▶ EXERCISE INSTRUCTIONS: Each line that has the string "jersey" must be copied from the records below.

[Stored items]
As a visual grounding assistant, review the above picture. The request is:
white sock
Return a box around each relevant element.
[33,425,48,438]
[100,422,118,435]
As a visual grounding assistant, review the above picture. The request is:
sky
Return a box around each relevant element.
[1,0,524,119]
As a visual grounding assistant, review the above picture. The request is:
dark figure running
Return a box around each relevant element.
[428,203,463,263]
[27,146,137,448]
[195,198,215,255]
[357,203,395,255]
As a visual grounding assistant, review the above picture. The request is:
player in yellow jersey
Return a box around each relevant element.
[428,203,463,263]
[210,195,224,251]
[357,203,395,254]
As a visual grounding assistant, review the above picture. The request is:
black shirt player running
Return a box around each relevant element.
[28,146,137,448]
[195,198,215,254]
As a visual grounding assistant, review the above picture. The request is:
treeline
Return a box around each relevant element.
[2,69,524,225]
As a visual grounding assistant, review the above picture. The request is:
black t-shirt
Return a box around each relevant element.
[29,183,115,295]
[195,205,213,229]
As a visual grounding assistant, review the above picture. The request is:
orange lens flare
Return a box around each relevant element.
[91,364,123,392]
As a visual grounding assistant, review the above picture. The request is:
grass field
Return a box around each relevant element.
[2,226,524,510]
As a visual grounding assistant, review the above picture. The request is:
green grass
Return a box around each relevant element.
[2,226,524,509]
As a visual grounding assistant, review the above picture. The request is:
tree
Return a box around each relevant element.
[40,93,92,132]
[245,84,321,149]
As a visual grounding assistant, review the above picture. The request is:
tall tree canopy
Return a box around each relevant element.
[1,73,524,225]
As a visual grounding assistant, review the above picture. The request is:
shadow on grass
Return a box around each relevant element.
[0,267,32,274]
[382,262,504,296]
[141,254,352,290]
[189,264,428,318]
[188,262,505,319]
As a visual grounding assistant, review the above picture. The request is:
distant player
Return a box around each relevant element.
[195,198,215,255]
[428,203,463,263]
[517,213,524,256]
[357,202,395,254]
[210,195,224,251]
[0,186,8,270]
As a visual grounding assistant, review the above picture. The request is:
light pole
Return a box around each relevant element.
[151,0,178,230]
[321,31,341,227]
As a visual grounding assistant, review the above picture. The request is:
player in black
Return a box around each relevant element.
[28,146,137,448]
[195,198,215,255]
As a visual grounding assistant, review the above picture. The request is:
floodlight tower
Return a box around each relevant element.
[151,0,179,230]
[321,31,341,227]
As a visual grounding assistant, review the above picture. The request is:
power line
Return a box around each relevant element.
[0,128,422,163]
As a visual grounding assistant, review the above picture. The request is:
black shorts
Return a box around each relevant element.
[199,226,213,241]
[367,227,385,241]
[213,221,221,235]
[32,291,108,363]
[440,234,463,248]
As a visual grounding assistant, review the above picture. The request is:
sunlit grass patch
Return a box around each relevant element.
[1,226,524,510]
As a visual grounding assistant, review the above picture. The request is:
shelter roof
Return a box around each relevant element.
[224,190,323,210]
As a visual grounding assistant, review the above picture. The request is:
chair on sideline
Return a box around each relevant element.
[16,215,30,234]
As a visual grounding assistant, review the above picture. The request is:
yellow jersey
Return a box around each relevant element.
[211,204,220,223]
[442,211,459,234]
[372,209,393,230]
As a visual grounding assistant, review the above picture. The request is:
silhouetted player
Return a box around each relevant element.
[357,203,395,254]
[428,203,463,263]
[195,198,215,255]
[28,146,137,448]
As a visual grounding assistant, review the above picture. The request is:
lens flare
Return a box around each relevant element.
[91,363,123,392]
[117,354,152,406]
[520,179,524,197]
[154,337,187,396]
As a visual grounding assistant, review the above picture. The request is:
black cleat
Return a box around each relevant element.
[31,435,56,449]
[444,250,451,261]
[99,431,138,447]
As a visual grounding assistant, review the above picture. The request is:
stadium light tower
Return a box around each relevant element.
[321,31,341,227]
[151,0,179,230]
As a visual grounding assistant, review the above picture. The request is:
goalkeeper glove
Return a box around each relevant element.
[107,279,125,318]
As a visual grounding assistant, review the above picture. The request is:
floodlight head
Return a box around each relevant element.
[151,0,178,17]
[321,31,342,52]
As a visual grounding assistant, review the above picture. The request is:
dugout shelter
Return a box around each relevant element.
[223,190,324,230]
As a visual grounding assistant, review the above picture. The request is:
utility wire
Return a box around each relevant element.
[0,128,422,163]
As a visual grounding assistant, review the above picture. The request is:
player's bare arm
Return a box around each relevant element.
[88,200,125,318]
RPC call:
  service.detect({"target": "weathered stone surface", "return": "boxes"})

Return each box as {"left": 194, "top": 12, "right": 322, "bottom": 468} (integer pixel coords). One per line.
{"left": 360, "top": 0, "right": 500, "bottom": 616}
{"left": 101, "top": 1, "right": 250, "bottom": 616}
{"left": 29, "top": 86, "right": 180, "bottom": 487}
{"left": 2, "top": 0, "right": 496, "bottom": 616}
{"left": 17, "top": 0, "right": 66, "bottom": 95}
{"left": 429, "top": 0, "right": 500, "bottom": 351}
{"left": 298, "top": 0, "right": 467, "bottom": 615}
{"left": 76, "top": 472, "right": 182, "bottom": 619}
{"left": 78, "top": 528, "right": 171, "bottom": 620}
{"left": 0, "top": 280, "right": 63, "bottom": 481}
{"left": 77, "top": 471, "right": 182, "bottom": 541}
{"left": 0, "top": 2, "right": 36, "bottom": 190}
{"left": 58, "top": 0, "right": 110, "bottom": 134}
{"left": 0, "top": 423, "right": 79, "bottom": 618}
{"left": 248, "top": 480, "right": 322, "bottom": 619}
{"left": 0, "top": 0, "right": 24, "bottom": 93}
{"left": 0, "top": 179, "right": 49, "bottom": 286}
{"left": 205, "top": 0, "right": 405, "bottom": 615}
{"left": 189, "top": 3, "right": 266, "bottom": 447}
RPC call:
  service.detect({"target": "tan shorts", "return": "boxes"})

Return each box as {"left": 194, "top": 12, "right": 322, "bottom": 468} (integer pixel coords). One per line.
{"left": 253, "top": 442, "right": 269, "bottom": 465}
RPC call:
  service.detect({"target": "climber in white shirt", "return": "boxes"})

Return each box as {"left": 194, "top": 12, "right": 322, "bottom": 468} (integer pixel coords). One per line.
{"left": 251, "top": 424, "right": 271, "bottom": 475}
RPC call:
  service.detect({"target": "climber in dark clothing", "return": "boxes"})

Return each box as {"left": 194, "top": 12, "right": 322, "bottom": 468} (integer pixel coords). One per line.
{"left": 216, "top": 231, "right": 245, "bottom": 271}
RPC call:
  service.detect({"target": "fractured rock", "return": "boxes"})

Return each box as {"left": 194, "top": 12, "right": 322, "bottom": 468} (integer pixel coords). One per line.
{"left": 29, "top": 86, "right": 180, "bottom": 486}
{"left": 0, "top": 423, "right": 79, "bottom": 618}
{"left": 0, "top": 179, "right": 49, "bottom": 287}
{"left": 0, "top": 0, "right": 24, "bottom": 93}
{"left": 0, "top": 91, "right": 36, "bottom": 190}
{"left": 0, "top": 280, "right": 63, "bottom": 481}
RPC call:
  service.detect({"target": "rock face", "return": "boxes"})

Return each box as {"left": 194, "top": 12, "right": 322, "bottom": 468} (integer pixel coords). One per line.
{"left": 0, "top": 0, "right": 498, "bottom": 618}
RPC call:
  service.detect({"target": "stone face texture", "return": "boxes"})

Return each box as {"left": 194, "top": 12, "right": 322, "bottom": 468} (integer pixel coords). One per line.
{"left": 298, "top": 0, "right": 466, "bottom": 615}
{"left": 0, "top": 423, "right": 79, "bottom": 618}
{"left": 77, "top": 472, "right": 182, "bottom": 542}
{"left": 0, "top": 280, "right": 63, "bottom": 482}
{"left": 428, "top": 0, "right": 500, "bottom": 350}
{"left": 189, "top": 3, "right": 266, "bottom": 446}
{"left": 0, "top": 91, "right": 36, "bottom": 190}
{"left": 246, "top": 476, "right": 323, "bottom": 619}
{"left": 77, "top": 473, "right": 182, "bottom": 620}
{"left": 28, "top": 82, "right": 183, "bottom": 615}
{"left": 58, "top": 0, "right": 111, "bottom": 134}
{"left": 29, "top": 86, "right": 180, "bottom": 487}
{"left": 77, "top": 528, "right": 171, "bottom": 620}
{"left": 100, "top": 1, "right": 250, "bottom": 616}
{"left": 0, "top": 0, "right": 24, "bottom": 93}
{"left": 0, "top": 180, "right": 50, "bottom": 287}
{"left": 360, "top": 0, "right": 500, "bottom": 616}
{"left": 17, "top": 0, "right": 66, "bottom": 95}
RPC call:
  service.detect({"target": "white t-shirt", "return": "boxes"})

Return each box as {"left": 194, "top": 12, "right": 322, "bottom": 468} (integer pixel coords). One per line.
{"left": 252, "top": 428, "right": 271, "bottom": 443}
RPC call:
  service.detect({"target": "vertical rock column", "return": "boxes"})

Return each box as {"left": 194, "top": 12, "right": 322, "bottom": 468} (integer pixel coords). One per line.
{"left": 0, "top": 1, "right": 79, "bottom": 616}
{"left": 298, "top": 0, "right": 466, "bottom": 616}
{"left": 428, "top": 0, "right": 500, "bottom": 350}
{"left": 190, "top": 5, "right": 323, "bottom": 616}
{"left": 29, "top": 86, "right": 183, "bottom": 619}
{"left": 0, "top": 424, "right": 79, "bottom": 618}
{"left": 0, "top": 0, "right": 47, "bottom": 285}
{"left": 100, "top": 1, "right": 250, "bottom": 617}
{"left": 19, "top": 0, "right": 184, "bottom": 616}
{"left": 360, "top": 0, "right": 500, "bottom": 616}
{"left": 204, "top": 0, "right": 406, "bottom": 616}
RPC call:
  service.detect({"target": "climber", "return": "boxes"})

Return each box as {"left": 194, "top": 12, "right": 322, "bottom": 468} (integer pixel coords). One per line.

▶ TASK OUTPUT:
player in yellow jersey
yellow jersey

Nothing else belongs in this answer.